EXERCISE A:
Answer each question about the passage on fungi and humility, one line per answer:
(i) In what areas are fungi said to invite us to transform our perceptions?
(ii) What are the postures of grasping, seizing, denying and fighting described as an attempt to do?
(iii) What role are the fungi said to play in relation to the place of humility?
EXERCISE B: In one to three sentences, explain how the passage on fungi and humility accounts for receiving a new being with awe and wonder rather than as an attack or destabilization.

DOCUMENT EXTRACT:
——————

More than anything, I think fungi are curiously offering us a terrain that clues us into how to embody our own fruiting bodies in a place of spaciousness. As they are continually presenting newness to our human perspective, we meet the fungi in this place of inquiry -- we question our understanding. "Oh." "Wow!" "Is this true?" Somehow, fungi are inviting us to transform our perceptions of science, place, education, medicine, healing, community, and beingness.

Sometimes, when meeting something new, or something different than us, we may think "I just don't get what they're doing", "I cannot fathom you," or "I cannot put you in my narrative". Consequently, this narrative becomes, "I don't know who you are." And so, "I don't know who I am". We can grasp and seize  and deny and fight our sense of self in a probe to piece together a self definition that is sufficient to absorb this new being. All of these postures are an attempt to protect your sense of self.

With humility, we can receive this new being as a sense of awe and wonder, rather than an attack or destabilization, for there is nothing secure to debunk. With humility, we let go of our sense of separateness on this earth. We lose our obsession with the assuredness of things. By centering the fungi, it is much easier for many of us to hear that the earth is a place of change, inquiry, and spaciousness, and that we are not detached from these qualities.

The fungi, I believe, are the keystone species, as it were, to this place of humility. The receptive wonder that exists in the presence when coming face to face with something that is not you. Not in the absence. Fungi are surely transforming our understanding of science and are absolutely also speaking to our collective ecosystems, the entanglements of life that humans do not dwell outside of.

——————

DATA UNDER STUDY:
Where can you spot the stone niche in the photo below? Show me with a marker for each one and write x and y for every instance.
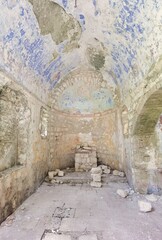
(85, 158)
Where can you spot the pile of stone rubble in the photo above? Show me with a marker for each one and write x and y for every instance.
(96, 174)
(143, 204)
(52, 174)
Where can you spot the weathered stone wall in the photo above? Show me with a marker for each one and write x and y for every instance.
(100, 130)
(142, 143)
(19, 179)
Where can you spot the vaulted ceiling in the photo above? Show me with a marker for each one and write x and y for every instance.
(42, 41)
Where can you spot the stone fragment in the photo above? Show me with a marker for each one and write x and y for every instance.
(107, 171)
(51, 174)
(52, 236)
(118, 173)
(151, 197)
(96, 170)
(103, 167)
(96, 177)
(122, 193)
(96, 184)
(61, 173)
(88, 237)
(144, 206)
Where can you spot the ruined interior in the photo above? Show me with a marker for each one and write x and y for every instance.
(80, 89)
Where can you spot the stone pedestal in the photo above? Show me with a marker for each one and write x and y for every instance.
(85, 158)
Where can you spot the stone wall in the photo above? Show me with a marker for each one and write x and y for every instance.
(102, 130)
(21, 175)
(142, 141)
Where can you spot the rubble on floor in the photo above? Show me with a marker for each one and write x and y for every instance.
(144, 206)
(122, 193)
(118, 173)
(151, 197)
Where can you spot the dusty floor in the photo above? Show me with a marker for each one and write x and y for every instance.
(80, 212)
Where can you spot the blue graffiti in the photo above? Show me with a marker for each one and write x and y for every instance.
(64, 2)
(82, 21)
(22, 11)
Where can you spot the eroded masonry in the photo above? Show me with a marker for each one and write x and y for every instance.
(80, 87)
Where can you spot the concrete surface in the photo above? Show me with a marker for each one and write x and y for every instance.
(64, 212)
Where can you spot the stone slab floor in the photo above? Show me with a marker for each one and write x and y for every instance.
(80, 212)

——————

OUTPUT A:
(i) Science, place, education, medicine, healing, community, and beingness.
(ii) They are an attempt to protect your sense of self.
(iii) They are the keystone species, as it were, to this place of humility.

OUTPUT B: With humility, a new being can be received with awe and wonder instead of as an attack or destabilization, because there is nothing secure to debunk. Humility also lets us release our sense of separateness on this earth and our obsession with the assuredness of things.